“It felt like holding a bear,” said New York Yankees shortstop Didi Gregorious when he described his efforts to hold back his 300-pound teammate, C.C. Sabathia, Tuesday night in the Bronx.

After Sabathia struck out Tampa Bay Rays outfielder Avisail Garcia to strand two runners during the sixth inning, the 38–year old outfielder shouted toward Sabathia’s direction while also pointing his finger at the future Hall of Famer. Sabathia, not taking kindly to Garcia’s antics, quickly rebutted with his own shouting and and began marching toward Garcia until Gregorious managed to intercept him. Although Gracia and Sabathia never threw punches, benches and bullpens from both teams emptied out as players and coaches flooded onto the field looking to diffuse the situation.

“I wasn’t talking to him. He looked up at me and said something, and it was on,” said Sabathia after the game. “I was just yelling out, kind of pumping myself up. He might have took offense to it. It is what it is. I’m never going to back down.”


Although pitching and picking up wins for the Yankees remains Sabathia’s primary intent every night when ascending to the hill, New York frequently looks to Sabathia during affairs such as this to stand in as the team’s emotional leader, as he often finds himself at the center of scuffles, either defending himself or his teammates. Sabathia famously illustrated his effectiveness while playing this role last year against the Rays as well by choosing to throw at and hit Jesus Sucre. Sabathia wasretaliating from an earlier incident where a Rays pitcher beaned his teammate, Austin Romine, in the head. The plunk cost Sabathia a $500,000 contract bonus, but Sabathia clearly cared not, simply prioritizing his teammate’s defense over the money.

● ● ●

■ EXPLORE THE MATERIAL ■
- 1) Name every player whose full name appears in the Sabathia article.
- 2) Return the part of the Sabathia article that begins at the words "After Sabathia struck" and stops after "diffuse the situation.".

● ● ●

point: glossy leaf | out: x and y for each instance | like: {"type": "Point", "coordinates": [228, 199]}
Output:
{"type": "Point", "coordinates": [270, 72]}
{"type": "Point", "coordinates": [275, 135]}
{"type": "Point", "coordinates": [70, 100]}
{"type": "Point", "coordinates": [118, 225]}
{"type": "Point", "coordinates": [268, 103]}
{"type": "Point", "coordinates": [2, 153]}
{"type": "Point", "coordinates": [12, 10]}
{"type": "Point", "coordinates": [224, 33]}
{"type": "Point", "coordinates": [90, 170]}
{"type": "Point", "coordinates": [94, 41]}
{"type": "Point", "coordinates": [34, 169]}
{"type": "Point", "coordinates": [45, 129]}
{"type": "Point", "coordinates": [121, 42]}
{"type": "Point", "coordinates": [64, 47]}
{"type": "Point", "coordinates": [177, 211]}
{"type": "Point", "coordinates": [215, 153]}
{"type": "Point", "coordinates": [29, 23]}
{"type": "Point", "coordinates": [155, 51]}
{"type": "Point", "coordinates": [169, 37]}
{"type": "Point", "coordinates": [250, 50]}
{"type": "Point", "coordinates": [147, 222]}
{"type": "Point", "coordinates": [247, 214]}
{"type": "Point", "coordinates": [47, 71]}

● ● ●

■ SOLUTIONS PER TASK ■
- 1) Didi Gregorious, C.C. Sabathia, Avisail Garcia, Jesus Sucre, Austin Romine

- 2)
After Sabathia struck out Tampa Bay Rays outfielder Avisail Garcia to strand two runners during the sixth inning, the 38–year old outfielder shouted toward Sabathia’s direction while also pointing his finger at the future Hall of Famer. Sabathia, not taking kindly to Garcia’s antics, quickly rebutted with his own shouting and and began marching toward Garcia until Gregorious managed to intercept him. Although Gracia and Sabathia never threw punches, benches and bullpens from both teams emptied out as players and coaches flooded onto the field looking to diffuse the situation.